» **Your instructions**: Exactly how many lines below mention "flare"? Answer with that number alone.

» **Available data**:
• • •
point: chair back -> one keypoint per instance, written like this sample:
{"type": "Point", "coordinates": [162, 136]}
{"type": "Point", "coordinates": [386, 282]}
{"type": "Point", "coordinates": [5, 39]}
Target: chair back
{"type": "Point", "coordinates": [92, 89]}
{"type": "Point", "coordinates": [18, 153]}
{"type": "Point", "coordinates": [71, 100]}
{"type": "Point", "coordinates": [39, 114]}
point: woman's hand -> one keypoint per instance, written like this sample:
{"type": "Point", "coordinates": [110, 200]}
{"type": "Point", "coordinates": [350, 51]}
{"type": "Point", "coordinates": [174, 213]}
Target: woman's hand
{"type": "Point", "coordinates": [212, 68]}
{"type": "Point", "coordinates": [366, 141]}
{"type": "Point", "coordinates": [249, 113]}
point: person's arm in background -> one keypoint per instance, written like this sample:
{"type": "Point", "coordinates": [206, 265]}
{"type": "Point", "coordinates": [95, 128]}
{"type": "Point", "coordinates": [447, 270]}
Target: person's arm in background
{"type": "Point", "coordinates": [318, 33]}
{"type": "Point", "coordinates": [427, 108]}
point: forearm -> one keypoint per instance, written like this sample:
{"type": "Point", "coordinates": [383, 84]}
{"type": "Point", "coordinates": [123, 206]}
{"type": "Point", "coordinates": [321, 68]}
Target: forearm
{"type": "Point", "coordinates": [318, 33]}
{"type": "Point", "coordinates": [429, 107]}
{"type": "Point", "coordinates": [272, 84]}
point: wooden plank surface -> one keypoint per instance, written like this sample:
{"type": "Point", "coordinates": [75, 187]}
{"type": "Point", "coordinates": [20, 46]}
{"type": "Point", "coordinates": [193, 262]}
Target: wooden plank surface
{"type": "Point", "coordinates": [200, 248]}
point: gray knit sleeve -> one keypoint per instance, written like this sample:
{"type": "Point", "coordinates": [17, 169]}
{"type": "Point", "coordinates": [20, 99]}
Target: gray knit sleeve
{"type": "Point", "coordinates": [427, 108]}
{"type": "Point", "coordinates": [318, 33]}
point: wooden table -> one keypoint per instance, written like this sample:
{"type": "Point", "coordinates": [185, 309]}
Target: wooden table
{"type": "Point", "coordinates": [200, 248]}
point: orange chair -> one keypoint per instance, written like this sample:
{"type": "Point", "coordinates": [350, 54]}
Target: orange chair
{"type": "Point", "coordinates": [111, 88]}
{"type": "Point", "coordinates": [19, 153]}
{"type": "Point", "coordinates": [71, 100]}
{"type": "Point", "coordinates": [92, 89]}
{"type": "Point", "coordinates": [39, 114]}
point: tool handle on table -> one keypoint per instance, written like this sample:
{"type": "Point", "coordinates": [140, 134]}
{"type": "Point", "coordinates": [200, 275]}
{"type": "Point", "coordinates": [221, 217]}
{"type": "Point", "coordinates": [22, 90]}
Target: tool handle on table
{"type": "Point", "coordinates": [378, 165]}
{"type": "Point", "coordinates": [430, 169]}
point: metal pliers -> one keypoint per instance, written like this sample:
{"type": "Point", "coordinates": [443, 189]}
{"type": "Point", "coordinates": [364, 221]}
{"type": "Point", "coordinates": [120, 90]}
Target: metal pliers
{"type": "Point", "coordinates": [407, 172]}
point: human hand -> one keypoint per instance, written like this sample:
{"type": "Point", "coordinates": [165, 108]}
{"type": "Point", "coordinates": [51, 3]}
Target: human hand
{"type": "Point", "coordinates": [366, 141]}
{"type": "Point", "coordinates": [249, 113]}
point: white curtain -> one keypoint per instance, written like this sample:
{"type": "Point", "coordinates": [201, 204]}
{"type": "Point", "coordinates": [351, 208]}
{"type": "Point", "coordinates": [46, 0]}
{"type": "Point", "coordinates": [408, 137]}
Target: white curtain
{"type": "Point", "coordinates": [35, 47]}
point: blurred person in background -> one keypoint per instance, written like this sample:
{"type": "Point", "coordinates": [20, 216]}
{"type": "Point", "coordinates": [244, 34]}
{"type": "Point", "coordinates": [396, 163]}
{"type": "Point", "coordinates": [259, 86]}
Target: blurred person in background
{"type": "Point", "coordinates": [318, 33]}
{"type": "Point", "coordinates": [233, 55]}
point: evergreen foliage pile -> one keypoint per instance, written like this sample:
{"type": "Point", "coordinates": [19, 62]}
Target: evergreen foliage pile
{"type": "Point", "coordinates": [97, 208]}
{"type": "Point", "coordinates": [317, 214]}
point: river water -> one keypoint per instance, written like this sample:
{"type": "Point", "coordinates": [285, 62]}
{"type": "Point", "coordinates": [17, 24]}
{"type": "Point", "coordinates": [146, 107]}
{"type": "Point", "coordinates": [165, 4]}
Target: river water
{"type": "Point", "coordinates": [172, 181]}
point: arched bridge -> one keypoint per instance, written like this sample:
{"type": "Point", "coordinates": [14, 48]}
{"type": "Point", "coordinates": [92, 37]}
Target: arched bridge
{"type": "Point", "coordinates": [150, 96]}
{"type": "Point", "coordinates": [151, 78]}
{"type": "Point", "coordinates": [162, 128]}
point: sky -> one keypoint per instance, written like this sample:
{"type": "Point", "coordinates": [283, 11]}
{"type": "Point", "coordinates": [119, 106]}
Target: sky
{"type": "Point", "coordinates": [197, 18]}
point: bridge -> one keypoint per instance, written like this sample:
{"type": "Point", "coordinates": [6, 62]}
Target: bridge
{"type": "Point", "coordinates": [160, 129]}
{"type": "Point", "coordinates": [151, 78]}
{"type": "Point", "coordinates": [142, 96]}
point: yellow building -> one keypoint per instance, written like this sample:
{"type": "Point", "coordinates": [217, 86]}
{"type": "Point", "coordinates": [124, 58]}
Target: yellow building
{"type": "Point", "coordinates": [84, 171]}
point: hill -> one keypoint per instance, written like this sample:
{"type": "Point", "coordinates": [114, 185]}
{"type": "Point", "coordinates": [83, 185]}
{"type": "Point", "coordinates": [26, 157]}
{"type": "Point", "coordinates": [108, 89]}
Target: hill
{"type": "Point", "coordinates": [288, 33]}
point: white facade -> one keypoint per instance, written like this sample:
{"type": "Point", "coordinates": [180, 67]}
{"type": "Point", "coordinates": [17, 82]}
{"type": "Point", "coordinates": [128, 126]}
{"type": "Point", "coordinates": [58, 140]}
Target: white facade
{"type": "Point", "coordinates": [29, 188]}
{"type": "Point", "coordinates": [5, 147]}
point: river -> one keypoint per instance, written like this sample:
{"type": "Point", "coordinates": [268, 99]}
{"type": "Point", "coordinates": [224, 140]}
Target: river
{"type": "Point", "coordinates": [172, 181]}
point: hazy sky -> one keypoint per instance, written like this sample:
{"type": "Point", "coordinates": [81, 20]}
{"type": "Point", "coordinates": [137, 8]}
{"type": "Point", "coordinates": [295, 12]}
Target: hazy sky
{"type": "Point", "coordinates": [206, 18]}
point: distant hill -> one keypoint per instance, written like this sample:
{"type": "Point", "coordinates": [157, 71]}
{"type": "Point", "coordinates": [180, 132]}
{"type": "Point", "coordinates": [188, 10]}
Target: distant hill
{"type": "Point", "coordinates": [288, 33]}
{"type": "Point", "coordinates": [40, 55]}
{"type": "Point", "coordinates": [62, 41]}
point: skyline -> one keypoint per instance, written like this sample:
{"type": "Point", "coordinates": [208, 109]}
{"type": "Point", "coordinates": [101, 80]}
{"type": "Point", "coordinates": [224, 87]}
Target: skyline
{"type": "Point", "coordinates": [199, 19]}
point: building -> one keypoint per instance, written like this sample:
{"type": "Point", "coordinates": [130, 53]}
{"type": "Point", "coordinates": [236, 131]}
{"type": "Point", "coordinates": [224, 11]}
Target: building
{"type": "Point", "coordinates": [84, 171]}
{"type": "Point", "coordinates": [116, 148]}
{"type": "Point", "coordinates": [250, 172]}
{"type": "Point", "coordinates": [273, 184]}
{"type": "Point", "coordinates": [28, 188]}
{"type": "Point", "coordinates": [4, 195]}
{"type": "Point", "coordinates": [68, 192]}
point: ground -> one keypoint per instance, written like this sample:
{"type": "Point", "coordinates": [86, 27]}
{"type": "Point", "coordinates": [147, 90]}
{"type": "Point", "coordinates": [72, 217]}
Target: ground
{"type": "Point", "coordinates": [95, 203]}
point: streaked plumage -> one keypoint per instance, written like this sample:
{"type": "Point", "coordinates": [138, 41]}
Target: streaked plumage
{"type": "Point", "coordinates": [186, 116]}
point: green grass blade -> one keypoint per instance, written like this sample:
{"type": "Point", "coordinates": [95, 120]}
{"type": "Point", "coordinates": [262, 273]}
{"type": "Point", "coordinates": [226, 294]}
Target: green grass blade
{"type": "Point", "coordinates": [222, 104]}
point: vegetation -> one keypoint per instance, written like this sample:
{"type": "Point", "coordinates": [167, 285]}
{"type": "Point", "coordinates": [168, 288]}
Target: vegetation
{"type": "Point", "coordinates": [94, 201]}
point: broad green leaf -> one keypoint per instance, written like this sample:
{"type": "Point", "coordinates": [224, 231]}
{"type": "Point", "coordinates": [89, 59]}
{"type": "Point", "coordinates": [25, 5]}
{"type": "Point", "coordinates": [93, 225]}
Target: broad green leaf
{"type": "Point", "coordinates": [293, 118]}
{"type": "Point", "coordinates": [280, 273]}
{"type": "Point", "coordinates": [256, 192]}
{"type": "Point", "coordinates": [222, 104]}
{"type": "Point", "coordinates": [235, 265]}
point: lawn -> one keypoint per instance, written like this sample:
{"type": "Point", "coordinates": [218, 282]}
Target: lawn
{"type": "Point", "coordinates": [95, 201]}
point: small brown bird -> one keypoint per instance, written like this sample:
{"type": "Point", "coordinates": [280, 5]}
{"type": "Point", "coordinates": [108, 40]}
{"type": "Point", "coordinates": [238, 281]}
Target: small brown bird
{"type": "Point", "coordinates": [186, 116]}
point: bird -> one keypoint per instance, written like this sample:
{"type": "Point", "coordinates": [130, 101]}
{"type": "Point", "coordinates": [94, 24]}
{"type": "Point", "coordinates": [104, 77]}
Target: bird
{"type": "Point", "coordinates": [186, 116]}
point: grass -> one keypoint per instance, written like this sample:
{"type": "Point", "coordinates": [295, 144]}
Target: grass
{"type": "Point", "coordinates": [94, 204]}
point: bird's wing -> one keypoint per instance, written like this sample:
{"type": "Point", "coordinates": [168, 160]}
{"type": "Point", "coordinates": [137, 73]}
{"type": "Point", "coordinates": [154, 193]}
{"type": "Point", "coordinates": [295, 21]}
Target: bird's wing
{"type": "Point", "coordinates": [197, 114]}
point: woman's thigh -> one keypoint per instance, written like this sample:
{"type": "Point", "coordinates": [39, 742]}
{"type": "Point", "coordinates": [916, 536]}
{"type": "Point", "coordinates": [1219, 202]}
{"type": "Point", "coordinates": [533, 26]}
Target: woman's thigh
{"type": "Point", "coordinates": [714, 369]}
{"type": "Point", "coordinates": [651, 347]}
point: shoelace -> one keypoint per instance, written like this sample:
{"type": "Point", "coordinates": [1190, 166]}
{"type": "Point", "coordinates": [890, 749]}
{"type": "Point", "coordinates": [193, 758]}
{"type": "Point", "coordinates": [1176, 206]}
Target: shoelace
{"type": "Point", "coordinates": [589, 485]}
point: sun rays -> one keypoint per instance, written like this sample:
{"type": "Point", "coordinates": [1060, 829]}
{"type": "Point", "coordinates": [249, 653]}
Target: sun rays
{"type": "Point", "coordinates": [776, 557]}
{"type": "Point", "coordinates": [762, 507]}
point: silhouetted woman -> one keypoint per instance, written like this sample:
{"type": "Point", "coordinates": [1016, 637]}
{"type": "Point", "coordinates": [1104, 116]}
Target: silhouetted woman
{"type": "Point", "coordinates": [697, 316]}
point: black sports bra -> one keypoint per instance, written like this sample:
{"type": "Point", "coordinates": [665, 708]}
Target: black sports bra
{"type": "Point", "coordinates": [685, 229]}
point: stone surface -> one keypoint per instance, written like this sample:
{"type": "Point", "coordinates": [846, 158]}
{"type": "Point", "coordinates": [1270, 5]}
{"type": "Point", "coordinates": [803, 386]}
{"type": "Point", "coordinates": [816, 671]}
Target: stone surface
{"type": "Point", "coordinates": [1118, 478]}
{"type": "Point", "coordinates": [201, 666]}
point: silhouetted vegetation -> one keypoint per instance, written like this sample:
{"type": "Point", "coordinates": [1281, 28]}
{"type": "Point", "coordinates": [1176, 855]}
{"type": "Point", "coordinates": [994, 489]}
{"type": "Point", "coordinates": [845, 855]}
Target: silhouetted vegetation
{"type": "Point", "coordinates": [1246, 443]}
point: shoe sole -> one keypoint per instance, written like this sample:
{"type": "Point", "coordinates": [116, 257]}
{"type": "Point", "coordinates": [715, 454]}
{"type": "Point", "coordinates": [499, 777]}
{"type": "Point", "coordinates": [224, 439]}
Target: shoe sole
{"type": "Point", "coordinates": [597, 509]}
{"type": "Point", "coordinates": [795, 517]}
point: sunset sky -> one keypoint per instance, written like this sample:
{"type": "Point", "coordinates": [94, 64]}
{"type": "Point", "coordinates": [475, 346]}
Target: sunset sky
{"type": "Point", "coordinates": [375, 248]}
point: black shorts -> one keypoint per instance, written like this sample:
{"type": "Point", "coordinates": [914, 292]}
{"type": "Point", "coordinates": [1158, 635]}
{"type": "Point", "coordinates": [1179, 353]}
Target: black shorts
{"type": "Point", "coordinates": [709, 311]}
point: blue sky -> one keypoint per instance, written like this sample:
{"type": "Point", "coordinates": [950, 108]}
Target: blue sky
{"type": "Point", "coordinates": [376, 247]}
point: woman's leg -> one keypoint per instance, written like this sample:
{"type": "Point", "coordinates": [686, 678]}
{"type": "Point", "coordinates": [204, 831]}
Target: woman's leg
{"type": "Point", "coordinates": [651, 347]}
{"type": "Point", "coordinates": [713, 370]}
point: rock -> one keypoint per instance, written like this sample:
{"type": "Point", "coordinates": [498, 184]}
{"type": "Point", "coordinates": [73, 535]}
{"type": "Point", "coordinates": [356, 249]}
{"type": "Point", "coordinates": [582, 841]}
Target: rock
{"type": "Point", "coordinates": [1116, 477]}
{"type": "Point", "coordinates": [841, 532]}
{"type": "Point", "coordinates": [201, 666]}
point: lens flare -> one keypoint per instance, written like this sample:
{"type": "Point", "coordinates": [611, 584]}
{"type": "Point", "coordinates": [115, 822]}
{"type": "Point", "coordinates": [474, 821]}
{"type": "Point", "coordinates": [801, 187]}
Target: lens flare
• • •
» **Result of this exercise**: 2